Selected passage:
------------------------------------------------------------------------

Go for Gin (April 18, 1991 – March 8, 2022) was an American thoroughbred racehorse best known as the winner of the 1994 Kentucky Derby. He was sired by Cormorant out of the dam Never Knock. He was ridden in the Derby by Chris McCarron, who had previously won the race on Alysheba.

Foaled in Kentucky in 1991, Go for Gin was bred by Pamela duPont Darmstadt and trained by Nick Zito, who also trained 1991 Kentucky Derby winner Strike the Gold.

In 1995, Go for Gin suffered a small tear of a tendon sheath in his left foreleg while working out at Belmont Park. This precipitated his retirement to stud.

After the death of Sea Hero in July 2019, Go for Gin became the oldest living Kentucky Derby winner.  Upon the death of A.P. Indy on February 21, 2020, Go For Gin became the oldest living winner of any of the Triple Crown of Thoroughbred Racing races.

Racing history
Go for Gin started 19 races, winning five and running in the money 14 times. Though he challenged for the Triple Crown of Thoroughbred Racing, he never won again, losing his last nine races.

1994 Kentucky Derby
The 120th Kentucky Derby was held on May 7, 1994, over a sloppy track. The race went off at 5:34 p.m. local time. Go for Gin entered the race at 9.10:1 odds, behind Holy Bull at 2.20, Brocco at 4.30, Tabasco Cat at 6.10, and Strodes Creek at 7.90. He started by ducking out, forcing Tabasco Cat into Brocco. By the 1/4 mile pole, Go for Gin moved up to second place behind Ulises. At the 1/2 mile pole, he led by half a length. As he entered the stretch, he increased the lead to four lengths. Strodes Creek and Blumin Affair both made late charges, closing the gap, but Go for Gin won by two lengths in a time of 2:03.72 and netted US$628,800 for the victory. Tabasco Cat finished sixth in this race but won that year's other two legs of the Triple Crown. Go for Gin placed second in both of those races.

------------------------------------------------------------------------

Data:
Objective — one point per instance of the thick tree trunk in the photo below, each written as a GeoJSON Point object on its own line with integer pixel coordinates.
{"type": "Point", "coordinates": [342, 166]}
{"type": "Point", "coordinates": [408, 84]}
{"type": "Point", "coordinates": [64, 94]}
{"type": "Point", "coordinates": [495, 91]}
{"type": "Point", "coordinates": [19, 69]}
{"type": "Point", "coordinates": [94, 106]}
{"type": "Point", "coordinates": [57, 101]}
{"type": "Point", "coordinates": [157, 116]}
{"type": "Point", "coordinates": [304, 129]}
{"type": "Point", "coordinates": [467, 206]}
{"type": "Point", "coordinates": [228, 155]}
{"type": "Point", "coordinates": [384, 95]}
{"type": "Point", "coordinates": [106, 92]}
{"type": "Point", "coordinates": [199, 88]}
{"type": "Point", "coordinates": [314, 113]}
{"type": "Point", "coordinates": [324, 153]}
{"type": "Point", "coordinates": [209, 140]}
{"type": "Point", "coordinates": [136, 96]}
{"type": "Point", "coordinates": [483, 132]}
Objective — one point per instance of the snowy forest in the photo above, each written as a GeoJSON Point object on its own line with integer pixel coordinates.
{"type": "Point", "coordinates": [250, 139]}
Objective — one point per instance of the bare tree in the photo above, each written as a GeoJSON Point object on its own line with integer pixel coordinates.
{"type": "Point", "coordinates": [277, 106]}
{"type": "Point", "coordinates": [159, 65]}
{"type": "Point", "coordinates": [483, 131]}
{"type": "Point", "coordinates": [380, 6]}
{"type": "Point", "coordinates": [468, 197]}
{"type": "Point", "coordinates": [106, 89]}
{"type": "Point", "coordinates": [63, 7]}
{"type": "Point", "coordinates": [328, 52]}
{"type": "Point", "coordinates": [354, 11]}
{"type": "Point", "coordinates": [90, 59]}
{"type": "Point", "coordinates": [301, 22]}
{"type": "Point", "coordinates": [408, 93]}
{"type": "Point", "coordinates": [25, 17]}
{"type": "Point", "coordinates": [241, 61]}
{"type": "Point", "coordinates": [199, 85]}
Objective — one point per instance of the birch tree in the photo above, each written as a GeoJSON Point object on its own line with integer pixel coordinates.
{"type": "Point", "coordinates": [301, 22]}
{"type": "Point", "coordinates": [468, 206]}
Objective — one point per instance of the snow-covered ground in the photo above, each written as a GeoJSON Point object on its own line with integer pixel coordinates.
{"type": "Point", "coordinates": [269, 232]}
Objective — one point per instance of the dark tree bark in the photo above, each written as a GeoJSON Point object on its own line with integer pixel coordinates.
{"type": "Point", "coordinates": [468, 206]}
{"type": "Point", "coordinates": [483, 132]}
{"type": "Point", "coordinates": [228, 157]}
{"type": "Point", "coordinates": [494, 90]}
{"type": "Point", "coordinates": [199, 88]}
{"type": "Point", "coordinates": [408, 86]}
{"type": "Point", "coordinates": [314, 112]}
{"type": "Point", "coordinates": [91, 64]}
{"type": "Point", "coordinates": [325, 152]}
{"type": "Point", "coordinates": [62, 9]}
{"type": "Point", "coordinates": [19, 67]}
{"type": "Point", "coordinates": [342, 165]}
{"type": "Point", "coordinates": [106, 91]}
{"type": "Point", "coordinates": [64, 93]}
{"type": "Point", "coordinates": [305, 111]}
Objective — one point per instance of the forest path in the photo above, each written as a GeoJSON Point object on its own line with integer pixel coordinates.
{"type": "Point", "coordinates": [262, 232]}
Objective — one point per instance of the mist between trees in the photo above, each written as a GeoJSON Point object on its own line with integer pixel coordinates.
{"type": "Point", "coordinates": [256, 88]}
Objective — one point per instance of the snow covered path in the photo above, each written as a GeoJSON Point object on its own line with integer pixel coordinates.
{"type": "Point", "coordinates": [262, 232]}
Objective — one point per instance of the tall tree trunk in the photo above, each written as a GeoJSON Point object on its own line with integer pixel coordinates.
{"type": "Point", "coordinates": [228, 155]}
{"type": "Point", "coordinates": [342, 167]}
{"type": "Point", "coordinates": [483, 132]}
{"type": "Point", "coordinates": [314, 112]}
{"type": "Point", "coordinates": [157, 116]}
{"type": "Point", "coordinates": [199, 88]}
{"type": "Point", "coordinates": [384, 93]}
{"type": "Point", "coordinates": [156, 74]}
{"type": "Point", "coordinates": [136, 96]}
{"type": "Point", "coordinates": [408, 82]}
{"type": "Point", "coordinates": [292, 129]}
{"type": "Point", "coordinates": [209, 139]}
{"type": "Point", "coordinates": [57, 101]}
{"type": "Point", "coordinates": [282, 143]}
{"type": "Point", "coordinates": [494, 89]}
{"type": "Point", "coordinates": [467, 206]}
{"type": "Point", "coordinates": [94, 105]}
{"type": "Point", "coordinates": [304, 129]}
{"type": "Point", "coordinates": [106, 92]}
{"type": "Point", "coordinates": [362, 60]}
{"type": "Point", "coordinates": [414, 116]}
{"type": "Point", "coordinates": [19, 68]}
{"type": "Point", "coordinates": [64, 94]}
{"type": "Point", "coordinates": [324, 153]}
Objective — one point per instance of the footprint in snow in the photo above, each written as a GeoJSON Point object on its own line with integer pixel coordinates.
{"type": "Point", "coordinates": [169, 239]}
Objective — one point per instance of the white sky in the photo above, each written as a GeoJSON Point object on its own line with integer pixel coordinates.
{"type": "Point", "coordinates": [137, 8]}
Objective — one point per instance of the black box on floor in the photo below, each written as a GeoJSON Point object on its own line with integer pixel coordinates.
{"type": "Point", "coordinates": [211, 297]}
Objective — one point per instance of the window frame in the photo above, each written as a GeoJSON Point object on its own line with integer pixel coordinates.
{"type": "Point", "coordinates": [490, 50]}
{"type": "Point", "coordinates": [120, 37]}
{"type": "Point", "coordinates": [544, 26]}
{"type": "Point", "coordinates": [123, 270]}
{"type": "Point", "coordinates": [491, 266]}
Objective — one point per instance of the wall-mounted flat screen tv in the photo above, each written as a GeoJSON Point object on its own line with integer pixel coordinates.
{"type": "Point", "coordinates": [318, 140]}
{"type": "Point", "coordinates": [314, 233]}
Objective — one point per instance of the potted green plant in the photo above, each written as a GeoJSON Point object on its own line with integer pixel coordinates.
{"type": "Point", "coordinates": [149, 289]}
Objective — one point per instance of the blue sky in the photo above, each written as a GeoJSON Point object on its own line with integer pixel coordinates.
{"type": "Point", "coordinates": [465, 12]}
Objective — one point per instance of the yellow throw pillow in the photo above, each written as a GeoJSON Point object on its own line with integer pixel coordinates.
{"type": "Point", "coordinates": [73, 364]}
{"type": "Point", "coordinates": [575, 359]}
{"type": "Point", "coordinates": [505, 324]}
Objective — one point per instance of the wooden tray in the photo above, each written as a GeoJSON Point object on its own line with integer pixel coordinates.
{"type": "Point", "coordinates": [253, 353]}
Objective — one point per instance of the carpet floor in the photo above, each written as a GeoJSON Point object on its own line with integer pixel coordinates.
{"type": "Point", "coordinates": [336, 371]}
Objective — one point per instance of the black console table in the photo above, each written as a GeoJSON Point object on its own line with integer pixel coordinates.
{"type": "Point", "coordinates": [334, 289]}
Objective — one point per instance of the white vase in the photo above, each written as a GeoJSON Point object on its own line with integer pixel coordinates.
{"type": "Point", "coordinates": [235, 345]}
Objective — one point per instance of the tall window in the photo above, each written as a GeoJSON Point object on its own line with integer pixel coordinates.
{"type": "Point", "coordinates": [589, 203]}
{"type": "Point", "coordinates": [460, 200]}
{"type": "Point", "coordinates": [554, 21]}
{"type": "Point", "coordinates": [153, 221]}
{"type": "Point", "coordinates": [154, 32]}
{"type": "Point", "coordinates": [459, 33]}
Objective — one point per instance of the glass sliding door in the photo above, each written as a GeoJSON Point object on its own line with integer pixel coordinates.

------------------------------------------------------------------------

Task goal: Please pick up the article on the racehorse Go for Gin after its final sentence and keep writing it.

Task answer:
Race record at age 2 
 Won Remsen Stakes
 Won Maiden
 Won Chief's Crown Stakes

Race record at age 3 
 Won Preview Stakes
 Won Kentucky Derby
 2nd at Preakness Stakes
 2nd at Belmont Stakes
 2nd at Fountain of Youth Stakes
 2nd at Wood Memorial Stakes
 3rd at Forego Stakes

Race record at age 4 
 3rd at Churchill Downs Handicap

Statistics

History at stud
Go for Gin was retired to stud in 1995 at Claiborne Farm in Kentucky. In 2004, he was sold to Bonita Farm in Darlington, Maryland. His stud feed as of 2007 was US$4000. He was the sire of Albert the Great, who retired with lifetime winnings in excess of US$3 million and has sired Nobiz Like Shobiz. His runners have earned an average US$71,742 per starter. He has sired seven stakes winners. In total, Go for Gin offspring have netted more than US$22 million in career winnings.

Post-retirement 
On August 11, 2011, Go for Gin moved to the Kentucky Horse Park, an equine-themed park and industry showplace in Lexington, Kentucky. Along with Thoroughbred champions Funny Cide, Da Hoss, and Point Given, he greeted visitors to the Hall of Champions Go for Gin was the oldest living Kentucky Derby winner. He died from heart failure on March 8, 2022, at the age of 30.

Pedigree

References

External links
 Listing at Bonita Farms
 Go for Gin's Derby, including video of race.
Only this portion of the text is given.